■ **WHAT YOU HAVE TO DO**
Rewrite all the rows below, changing every "segmenter" to "outliner" and leaving everything else as it is.

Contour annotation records
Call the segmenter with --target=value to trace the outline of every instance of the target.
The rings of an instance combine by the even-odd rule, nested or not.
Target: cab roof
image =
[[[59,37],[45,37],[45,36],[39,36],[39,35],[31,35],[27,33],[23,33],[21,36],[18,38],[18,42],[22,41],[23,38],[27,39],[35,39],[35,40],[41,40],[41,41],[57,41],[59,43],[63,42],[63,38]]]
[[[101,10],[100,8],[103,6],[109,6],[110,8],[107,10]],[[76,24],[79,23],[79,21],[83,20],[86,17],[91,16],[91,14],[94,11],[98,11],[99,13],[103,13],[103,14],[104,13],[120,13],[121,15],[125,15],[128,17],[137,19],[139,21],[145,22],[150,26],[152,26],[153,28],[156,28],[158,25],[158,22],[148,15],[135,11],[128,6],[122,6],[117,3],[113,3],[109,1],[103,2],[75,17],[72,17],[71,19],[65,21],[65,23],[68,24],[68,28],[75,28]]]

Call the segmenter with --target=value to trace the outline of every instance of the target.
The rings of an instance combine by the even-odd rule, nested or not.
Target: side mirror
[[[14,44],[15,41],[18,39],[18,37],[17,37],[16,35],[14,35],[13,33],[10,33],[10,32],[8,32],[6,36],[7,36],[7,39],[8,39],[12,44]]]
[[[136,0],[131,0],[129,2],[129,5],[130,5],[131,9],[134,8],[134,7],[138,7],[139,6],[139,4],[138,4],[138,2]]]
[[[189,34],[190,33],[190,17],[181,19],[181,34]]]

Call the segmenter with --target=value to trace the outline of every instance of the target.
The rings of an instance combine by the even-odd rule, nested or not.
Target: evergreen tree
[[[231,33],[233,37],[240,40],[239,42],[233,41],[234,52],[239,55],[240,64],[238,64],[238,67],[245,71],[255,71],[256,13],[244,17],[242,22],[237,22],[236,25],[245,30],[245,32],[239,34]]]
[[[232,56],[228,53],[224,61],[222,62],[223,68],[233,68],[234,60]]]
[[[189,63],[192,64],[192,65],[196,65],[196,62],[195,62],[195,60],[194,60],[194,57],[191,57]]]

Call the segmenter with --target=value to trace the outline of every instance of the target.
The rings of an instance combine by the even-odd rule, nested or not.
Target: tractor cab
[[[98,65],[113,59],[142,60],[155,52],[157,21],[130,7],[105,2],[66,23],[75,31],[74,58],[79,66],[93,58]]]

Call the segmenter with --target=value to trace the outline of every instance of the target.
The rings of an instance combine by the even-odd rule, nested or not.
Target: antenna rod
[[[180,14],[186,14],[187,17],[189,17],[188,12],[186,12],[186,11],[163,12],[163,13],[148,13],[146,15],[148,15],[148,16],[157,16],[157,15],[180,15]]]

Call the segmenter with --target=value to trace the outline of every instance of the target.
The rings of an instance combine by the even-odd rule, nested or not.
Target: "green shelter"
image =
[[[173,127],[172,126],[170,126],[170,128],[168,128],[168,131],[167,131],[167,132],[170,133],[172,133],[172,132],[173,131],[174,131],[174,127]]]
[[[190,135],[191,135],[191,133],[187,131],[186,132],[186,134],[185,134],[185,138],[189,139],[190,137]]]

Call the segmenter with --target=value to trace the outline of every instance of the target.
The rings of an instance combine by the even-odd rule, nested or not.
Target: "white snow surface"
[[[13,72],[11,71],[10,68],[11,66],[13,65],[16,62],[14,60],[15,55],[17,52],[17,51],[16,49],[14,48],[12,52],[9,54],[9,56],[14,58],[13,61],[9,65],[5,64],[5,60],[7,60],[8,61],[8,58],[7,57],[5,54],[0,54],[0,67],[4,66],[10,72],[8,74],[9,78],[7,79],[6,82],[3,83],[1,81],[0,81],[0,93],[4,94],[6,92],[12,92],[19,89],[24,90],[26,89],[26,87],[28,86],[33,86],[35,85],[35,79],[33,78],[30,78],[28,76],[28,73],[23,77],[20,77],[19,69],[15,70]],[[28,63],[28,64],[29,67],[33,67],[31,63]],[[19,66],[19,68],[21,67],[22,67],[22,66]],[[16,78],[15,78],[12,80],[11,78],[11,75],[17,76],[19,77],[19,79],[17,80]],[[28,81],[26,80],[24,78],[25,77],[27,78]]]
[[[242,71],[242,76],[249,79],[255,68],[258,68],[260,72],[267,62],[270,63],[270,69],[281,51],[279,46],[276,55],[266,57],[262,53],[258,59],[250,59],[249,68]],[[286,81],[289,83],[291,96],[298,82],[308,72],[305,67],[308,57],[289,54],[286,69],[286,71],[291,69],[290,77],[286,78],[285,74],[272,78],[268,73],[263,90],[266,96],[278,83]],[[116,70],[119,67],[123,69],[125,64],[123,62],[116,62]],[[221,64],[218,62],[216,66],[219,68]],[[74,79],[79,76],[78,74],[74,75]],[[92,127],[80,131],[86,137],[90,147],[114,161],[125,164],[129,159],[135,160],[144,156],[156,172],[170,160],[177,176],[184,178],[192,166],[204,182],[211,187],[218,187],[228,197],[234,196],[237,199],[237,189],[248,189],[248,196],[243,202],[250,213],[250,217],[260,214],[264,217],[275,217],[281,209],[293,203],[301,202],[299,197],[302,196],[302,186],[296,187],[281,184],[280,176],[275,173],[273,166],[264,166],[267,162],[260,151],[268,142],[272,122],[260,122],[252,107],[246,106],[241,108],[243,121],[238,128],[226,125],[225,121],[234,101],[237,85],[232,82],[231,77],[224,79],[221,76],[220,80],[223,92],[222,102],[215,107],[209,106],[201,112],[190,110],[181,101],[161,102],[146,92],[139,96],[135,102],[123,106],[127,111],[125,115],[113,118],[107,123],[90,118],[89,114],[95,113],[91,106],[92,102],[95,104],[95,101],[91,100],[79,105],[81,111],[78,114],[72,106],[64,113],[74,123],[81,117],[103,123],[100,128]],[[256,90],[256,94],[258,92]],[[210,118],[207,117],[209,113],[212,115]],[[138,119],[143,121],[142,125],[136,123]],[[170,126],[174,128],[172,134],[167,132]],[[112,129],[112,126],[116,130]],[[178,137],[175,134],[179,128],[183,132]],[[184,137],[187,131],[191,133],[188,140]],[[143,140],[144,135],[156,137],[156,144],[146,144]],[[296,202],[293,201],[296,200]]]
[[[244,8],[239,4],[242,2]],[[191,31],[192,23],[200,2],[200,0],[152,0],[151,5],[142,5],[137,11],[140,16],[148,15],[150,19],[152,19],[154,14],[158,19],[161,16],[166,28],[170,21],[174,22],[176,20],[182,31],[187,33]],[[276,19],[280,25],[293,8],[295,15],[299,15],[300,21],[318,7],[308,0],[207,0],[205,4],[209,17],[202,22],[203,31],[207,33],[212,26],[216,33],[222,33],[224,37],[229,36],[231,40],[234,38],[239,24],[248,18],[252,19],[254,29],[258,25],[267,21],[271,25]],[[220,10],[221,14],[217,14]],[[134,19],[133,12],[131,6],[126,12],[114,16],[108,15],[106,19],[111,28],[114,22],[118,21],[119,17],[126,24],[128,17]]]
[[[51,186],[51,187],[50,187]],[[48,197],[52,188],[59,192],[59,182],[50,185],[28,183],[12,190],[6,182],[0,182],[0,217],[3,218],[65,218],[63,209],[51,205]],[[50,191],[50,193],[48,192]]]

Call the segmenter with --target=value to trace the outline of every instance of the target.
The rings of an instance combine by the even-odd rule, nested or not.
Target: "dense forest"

■ **WRITTEN SOLUTION**
Call the outliner with --target=value to trace the outline of every instance of the target.
The rings of an instance combine by the even-odd rule, nested or not.
Target: cab roof
image =
[[[59,37],[45,37],[45,36],[39,36],[39,35],[31,35],[27,33],[23,33],[21,36],[18,38],[18,42],[22,41],[23,38],[27,39],[35,39],[35,40],[41,40],[41,41],[57,41],[59,43],[63,42],[63,38]]]
[[[101,10],[100,8],[103,6],[109,6],[110,8],[107,10]],[[76,24],[79,23],[79,21],[83,20],[86,17],[91,16],[91,14],[94,11],[98,11],[99,13],[103,13],[103,14],[104,13],[120,13],[121,15],[125,15],[128,17],[137,19],[139,21],[145,22],[150,26],[152,26],[153,28],[156,28],[158,25],[158,22],[148,15],[135,11],[128,6],[122,6],[117,3],[113,3],[109,1],[103,2],[75,17],[72,17],[71,19],[65,21],[65,23],[68,24],[68,28],[75,28]]]

Call the outliner with --target=value to trace the outline of every instance of the target.
The rings of an instance combine by the even-odd rule, nested or not.
Target: side mirror
[[[14,44],[15,41],[18,39],[18,37],[17,37],[16,35],[14,35],[13,33],[10,33],[10,32],[8,32],[6,36],[7,36],[7,39],[8,39],[12,44]]]
[[[136,0],[131,0],[129,2],[129,5],[130,5],[131,9],[134,8],[134,7],[138,7],[139,6],[139,4],[138,4],[138,2]]]
[[[189,34],[190,33],[190,17],[181,19],[181,34]]]

Call the outliner with --target=value to trace the outline of every instance of the target.
The rings of an instance combine by the even-odd rule, nested or not.
Target: evergreen tree
[[[231,33],[233,37],[240,40],[239,42],[233,41],[234,52],[239,55],[240,64],[238,64],[238,67],[245,71],[255,71],[256,13],[244,17],[242,22],[237,22],[236,25],[245,30],[245,32],[239,34]]]
[[[232,56],[228,53],[224,61],[222,62],[223,68],[233,68],[234,60]]]
[[[189,63],[192,64],[192,65],[196,65],[196,62],[195,62],[195,60],[194,60],[194,57],[191,57]]]

Call the outliner with --target=value to trace the outline of every instance of the target.
The rings of an instance combine by the even-odd rule, nested or not.
Target: tractor cab
[[[98,65],[113,59],[142,60],[155,52],[157,21],[130,7],[105,2],[66,23],[75,31],[74,58],[79,66],[93,58]]]

Call the outliner with --target=value to trace the outline of every instance of the target.
The rings of an instance combine by the even-odd rule, nested or not.
Target: antenna rod
[[[180,14],[186,14],[187,17],[189,17],[188,12],[186,12],[186,11],[163,12],[163,13],[148,13],[146,15],[148,15],[148,16],[157,16],[157,15],[180,15]]]

Call the outliner with --target=value to trace the outline of every instance of the target.
The rings of an instance combine by the even-odd rule, nested or not.
Target: "green shelter"
image =
[[[173,127],[172,126],[170,126],[170,128],[168,128],[168,131],[167,131],[167,132],[170,133],[172,133],[172,132],[173,131],[174,131],[174,127]]]
[[[190,135],[191,135],[191,133],[187,131],[186,132],[186,134],[185,134],[185,138],[189,139],[190,137]]]

Call the outliner with --target=value to trace the outline of every instance of the target.
The rings of an instance combine by the even-odd rule, nested or not.
Target: "white snow surface"
[[[13,72],[11,71],[10,68],[11,66],[13,65],[16,62],[14,60],[15,55],[17,52],[17,51],[16,49],[14,48],[12,52],[9,54],[9,56],[14,58],[13,61],[9,65],[5,64],[5,60],[7,60],[8,61],[8,58],[7,57],[5,54],[0,54],[0,67],[4,66],[10,72],[8,74],[9,78],[7,79],[6,82],[3,83],[1,81],[0,81],[0,93],[4,94],[6,92],[12,92],[19,89],[24,90],[26,89],[26,87],[28,86],[33,86],[35,85],[35,79],[33,78],[30,78],[28,76],[28,73],[23,77],[20,77],[19,69],[15,70]],[[28,63],[28,64],[29,67],[33,67],[31,63]],[[19,66],[19,68],[21,67],[22,67],[22,66]],[[16,78],[15,78],[12,80],[11,78],[11,75],[17,76],[19,77],[19,79],[17,80]],[[28,81],[26,80],[24,78],[25,77],[27,78]]]
[[[242,71],[242,76],[249,79],[255,68],[258,68],[260,72],[267,62],[270,63],[270,69],[281,51],[279,46],[276,55],[266,57],[262,53],[258,59],[250,59],[249,68]],[[286,81],[289,83],[291,96],[298,82],[308,72],[305,67],[308,57],[289,54],[286,69],[286,71],[291,69],[290,77],[286,78],[285,74],[272,78],[268,73],[263,90],[266,96],[278,83]],[[116,70],[119,67],[123,69],[125,64],[123,62],[116,62]],[[221,64],[218,62],[216,66],[219,68]],[[74,79],[79,76],[78,74],[74,75]],[[92,127],[80,131],[86,137],[90,147],[114,161],[125,164],[129,159],[135,160],[144,156],[156,172],[170,160],[177,176],[184,178],[192,166],[204,182],[211,187],[218,187],[228,197],[234,196],[237,199],[237,189],[248,189],[248,196],[243,202],[250,213],[250,217],[260,214],[264,217],[275,217],[281,209],[293,203],[301,202],[299,197],[302,196],[302,186],[296,187],[281,184],[280,176],[275,173],[273,166],[264,166],[267,162],[260,151],[268,142],[272,122],[260,122],[252,107],[246,106],[241,108],[243,121],[238,128],[226,125],[225,121],[234,101],[237,85],[232,82],[231,77],[224,79],[221,76],[220,80],[223,92],[222,102],[215,107],[209,106],[201,112],[190,110],[181,101],[161,102],[146,92],[139,96],[135,102],[123,106],[127,111],[125,115],[113,118],[107,123],[90,118],[89,114],[95,113],[91,106],[92,102],[95,104],[95,101],[91,100],[79,105],[81,111],[78,114],[72,106],[64,113],[74,123],[81,117],[103,123],[100,128]],[[256,90],[256,94],[258,92]],[[210,118],[207,117],[209,113],[212,115]],[[138,119],[143,121],[142,125],[136,123]],[[170,126],[174,128],[172,134],[167,132]],[[112,129],[112,126],[116,130]],[[178,137],[175,134],[179,128],[183,132]],[[184,137],[187,131],[191,133],[188,140]],[[143,140],[144,135],[156,137],[156,144],[146,144]],[[296,202],[293,201],[296,200]]]
[[[244,8],[239,4],[242,2]],[[191,31],[192,23],[200,2],[200,0],[152,0],[151,5],[142,5],[137,11],[140,16],[148,15],[150,19],[152,19],[154,14],[158,19],[161,16],[166,28],[170,21],[174,22],[176,20],[182,31],[187,33]],[[276,19],[280,25],[293,8],[295,15],[299,15],[300,21],[318,7],[308,0],[207,0],[205,4],[209,17],[202,22],[203,31],[207,33],[212,26],[216,33],[222,33],[224,37],[229,36],[231,40],[234,38],[239,24],[248,18],[252,19],[254,29],[258,25],[267,21],[271,25]],[[220,10],[221,14],[217,14]],[[134,19],[133,12],[131,6],[126,12],[114,16],[108,15],[106,19],[111,28],[114,22],[118,21],[119,17],[126,24],[128,17]]]
[[[51,186],[51,187],[50,187]],[[48,197],[52,188],[59,192],[59,182],[50,185],[28,183],[12,190],[6,182],[0,182],[0,217],[3,218],[65,218],[63,209],[51,205]],[[50,191],[50,193],[48,192]]]

Call the outliner with --target=value to trace the outline of every instance of the target.
The rings of an instance combine by the even-odd rule, nested or not.
Target: "dense forest"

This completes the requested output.